▶ [抜粋]:
┏━━
このアルバイトの良いところは、必ずクリスマスの日に一個ケーキが貰えることです。もちろん、無料です。ケーキ屋さんは売れ残りとして損金処理するから、実損はありませんけど、私としてはバイト料のオマケで嬉しかったです。
ケーキを持って一人で冷たいアパートに帰るのですが、途中の神社に立ち寄っていました。バイトが終わってから帰るのですから、もう夜も遅いのですけど神社には、いつも三人の子供が待っていてくれました。
神社の祠に座ってケーキの箱を開くと、どこからともなく三人の子が現れるのです。
一切れずつ子供達の手に渡すと本当に、嬉しいそうな顔をしてケーキを食べるのでした。
私も一人で食べるよりは楽しくて、毎年そこにいっていたのです。
ケーキを食べ終わると、三人の中で一番下の女の子の手を握って帰るのでした。
歌を唄って帰ったと思うのですが、何の歌を唄っていたのかどうにも思い出せないのです。
私のアパートの近くまでしっかり手を握っているのですけど、アパートが見える道に来ると、スッと手が離れて三人ともいなくなってしまいました。
卒業してからは、一度も行ってませんけど、どこの子だったのか、急に最近思い出すことが多くなりました。
┗━━
▶ [課題 A]: 抜粋によると、このアルバイトでクリスマスの日に必ずもらえたものは何か。

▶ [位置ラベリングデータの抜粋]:
┏━━
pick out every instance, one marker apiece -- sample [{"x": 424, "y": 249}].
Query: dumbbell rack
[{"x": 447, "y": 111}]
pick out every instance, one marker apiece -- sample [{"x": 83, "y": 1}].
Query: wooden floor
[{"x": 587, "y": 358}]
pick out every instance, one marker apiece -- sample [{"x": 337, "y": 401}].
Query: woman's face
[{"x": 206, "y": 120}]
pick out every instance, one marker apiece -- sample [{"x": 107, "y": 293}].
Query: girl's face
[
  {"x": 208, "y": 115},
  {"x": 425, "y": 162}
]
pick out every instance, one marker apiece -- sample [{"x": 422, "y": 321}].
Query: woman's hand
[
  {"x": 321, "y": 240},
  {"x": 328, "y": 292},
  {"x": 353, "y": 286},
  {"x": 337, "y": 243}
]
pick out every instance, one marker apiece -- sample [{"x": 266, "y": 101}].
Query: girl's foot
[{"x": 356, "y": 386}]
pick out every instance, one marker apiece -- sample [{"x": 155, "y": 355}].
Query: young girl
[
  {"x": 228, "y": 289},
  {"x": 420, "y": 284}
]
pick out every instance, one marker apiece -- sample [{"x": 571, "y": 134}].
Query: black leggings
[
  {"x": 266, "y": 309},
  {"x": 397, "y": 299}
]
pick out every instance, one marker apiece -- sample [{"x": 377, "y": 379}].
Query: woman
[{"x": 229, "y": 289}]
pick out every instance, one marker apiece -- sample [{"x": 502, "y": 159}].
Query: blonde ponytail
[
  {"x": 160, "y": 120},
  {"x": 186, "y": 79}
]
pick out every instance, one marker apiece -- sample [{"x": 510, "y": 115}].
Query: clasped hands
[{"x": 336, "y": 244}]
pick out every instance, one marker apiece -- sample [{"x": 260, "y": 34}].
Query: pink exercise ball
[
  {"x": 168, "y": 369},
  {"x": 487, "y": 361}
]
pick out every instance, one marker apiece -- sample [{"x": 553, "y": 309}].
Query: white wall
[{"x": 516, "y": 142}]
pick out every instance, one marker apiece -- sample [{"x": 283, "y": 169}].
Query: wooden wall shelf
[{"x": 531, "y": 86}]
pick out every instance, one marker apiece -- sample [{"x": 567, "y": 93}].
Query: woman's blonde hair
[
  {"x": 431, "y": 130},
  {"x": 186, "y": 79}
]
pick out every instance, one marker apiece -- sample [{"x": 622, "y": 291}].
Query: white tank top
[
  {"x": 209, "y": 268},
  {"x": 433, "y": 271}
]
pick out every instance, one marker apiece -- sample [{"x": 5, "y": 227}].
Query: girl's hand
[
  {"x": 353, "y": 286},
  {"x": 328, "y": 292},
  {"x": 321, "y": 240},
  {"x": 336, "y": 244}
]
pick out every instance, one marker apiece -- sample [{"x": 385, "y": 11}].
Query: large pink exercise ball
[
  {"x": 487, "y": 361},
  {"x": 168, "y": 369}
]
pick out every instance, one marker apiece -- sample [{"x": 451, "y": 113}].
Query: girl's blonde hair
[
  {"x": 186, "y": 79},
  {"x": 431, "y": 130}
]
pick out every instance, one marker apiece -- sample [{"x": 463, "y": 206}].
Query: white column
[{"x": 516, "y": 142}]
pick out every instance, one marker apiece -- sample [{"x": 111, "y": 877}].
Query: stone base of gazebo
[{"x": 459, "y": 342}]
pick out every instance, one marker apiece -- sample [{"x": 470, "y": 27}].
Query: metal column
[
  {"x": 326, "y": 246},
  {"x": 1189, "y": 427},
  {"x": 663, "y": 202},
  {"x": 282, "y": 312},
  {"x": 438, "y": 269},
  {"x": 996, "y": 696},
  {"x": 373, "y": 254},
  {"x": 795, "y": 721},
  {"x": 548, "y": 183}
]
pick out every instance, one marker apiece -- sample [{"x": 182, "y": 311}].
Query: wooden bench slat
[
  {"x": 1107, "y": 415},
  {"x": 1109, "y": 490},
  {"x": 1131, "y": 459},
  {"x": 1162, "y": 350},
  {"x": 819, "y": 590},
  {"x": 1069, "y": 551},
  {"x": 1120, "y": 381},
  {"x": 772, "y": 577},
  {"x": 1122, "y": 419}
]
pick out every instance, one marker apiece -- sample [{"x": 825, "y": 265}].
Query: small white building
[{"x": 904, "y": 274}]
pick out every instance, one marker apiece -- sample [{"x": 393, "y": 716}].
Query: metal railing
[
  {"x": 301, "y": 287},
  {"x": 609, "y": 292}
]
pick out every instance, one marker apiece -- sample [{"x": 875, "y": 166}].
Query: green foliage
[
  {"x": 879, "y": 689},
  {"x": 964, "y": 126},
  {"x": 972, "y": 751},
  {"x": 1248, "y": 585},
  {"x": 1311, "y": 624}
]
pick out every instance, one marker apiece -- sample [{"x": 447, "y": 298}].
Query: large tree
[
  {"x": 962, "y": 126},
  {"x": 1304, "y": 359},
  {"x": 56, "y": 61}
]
┗━━
▶ [課題 B]: レコードのうち、語「woman」を含む行をすべて探し出し、そのまま書き写すこと。

▶ [回答 A]: 無料のケーキ一個。

▶ [回答 B]:
Query: woman's face
Query: woman's hand
Query: woman
Query: woman's blonde hair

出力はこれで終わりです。